Work instruction
Please continue the news article about Emma Troughton's eating disorder, picking up right after its final sentence.

Excerpt
%%

Seth Klamann, The Denver Post on

Published in Health & Fitness

DENVER — Two weeks after a routine trip to a health clinic turned into a psychiatric hospitalization, Emma Troughton was on a plane to Denver.

The intervention had been building: By early 2017, Troughton had struggled with body image and eating for years, first as a high schooler in Indiana piecing through their gender identity (Troughton is nonbinary) and then as a college student in California processing personal trauma. School-issued laptops sent Troughton down social media rabbit holes of unhealthy weight loss strategies. A password-protected blog became a repository for body measurements and bad information.

Troughton crashed their car because of the brain fog and cognitive decline caused by their malnourishment. Providers at a campus health clinic were so alarmed they wouldn’t allow Troughton to return to class. After two weeks in a psychiatric unit, Troughton left for Denver. The city, they had learned, was a national hub for eating disorder treatment.

%%

Items contained in a dataset

%%

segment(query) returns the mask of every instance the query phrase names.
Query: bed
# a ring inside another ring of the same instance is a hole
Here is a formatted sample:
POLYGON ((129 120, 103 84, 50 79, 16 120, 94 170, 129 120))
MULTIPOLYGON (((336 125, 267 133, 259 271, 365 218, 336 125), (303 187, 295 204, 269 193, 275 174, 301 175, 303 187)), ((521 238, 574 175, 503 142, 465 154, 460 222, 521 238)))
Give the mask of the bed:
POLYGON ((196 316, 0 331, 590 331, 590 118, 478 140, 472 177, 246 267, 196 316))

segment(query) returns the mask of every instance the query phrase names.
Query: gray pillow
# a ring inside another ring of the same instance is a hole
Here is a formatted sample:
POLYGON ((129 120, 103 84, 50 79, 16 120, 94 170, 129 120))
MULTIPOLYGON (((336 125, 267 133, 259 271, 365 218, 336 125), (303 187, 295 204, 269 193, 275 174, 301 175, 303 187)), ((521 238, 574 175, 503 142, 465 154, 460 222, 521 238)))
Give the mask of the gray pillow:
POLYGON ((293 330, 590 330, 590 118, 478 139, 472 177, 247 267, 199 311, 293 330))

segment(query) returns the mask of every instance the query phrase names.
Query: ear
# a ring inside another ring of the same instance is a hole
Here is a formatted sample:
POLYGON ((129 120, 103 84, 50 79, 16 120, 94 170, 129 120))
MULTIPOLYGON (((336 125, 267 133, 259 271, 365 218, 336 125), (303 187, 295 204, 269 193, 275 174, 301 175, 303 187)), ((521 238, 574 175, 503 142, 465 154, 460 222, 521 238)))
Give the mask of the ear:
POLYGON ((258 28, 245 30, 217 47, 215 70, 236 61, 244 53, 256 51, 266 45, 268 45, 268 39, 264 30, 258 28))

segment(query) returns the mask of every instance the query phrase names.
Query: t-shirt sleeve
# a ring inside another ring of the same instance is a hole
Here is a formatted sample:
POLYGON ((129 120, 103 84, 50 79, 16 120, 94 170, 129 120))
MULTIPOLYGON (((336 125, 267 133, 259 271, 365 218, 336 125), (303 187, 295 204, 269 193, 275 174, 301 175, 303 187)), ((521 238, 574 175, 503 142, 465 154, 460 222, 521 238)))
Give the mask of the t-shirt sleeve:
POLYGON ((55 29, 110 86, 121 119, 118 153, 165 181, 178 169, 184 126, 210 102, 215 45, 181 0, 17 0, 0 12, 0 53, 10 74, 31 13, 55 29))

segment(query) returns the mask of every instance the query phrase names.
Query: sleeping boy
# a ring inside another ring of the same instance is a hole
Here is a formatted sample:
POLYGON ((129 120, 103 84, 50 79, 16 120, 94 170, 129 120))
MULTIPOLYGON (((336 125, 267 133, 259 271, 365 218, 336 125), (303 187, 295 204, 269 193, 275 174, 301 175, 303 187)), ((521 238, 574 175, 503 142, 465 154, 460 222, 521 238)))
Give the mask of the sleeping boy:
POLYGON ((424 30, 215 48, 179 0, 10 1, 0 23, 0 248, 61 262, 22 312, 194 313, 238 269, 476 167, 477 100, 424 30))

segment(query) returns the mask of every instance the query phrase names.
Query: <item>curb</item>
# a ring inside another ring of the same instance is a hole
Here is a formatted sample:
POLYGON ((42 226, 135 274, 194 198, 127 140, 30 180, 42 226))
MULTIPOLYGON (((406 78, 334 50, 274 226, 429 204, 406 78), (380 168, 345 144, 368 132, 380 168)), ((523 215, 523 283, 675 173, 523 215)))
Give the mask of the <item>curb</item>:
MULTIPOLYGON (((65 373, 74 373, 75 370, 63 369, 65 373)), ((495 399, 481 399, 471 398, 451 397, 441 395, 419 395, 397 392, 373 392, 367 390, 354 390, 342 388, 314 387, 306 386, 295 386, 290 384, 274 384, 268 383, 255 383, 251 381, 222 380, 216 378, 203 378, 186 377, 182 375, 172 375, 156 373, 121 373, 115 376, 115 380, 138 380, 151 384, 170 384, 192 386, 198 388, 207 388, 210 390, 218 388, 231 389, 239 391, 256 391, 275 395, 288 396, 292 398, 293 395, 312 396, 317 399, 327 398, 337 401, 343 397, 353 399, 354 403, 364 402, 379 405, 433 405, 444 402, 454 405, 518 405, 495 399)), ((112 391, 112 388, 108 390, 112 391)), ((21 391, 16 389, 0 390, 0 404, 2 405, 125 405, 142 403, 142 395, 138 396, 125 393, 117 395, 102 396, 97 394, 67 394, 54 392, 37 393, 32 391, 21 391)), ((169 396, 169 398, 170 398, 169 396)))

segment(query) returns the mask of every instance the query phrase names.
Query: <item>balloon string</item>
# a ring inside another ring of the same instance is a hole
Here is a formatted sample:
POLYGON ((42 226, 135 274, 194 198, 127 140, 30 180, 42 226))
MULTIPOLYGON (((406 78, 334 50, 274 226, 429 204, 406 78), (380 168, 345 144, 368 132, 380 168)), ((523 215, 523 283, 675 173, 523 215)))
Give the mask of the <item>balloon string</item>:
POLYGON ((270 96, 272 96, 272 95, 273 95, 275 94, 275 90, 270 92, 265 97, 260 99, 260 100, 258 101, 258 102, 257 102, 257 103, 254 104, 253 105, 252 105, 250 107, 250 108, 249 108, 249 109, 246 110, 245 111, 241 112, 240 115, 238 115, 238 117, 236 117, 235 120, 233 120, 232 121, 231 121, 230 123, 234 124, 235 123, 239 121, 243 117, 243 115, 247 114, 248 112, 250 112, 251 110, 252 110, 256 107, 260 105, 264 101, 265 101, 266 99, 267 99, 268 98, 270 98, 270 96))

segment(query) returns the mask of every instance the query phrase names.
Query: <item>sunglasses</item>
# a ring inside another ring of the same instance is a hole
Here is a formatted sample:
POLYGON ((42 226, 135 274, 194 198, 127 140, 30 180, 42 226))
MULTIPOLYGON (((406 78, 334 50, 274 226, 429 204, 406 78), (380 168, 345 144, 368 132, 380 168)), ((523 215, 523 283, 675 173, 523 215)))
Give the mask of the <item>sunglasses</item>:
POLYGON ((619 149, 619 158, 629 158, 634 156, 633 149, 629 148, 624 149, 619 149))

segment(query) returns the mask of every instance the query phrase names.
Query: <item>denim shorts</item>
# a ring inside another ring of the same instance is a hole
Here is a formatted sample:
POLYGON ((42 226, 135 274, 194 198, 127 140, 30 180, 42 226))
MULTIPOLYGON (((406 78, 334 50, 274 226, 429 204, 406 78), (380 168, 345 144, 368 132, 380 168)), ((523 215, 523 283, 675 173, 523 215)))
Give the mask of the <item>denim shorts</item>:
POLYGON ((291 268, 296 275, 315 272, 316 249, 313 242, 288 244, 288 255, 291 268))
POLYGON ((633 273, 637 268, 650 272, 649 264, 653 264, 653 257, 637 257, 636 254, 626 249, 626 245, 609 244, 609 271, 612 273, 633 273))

%%

Output for this task
“I felt this existential detachment from my body,” said Troughton, who now works for Mental Health Colorado. “Any attempt I had at re-integrating (with my body), I felt flooded with anger and a sense of helplessness. I re-acquainted strongly with my eating disorder going into college.”

Troughton spent the next three years in and out of Denver facilities, navigating treatment they considered to be both traumatic and life-saving. The city is home to Denver Health’s ACUTE, considered one of the highest-level eating disorder facilities in the country. The Eating Recovery Center, a national for-profit treatment provider, is based here, too. That’s where Troughton was treated, and their last time there — in 2020 — came as COVID-19 arrived in Colorado.

The pandemic would ignite a series of societal disruptions that have led to an explosion of eating disorder diagnoses among youth in Colorado and across the United States. Providers here say demands for their services have increased and that the pandemic’s impact on eating disorders will endure for years.

 

“The severity of kids that we saw during the worst part of the pandemic was really intense,” said Jennifer Hagman, the director of the disorder eating program at Children’s Hospital Colorado. “Almost every kid, to a person, talked about the impact of being isolated at home and being on social media and starting to get even more body focused than they already were.”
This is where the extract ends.